**Extracted entries:**

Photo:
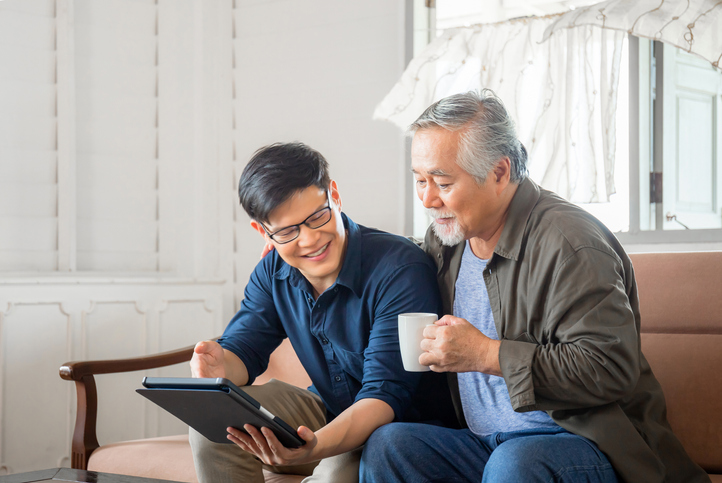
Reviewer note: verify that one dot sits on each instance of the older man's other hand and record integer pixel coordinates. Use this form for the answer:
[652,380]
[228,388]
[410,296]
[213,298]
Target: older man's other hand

**What to do:** Copy the listing exactly, omitting pictures.

**Problem solution:**
Photo:
Reviewer note: verify that one dot sits on each instance of the older man's other hand and record integer pixel coordinates. Use this form for the answer:
[652,380]
[228,388]
[410,296]
[213,298]
Target: older man's other hand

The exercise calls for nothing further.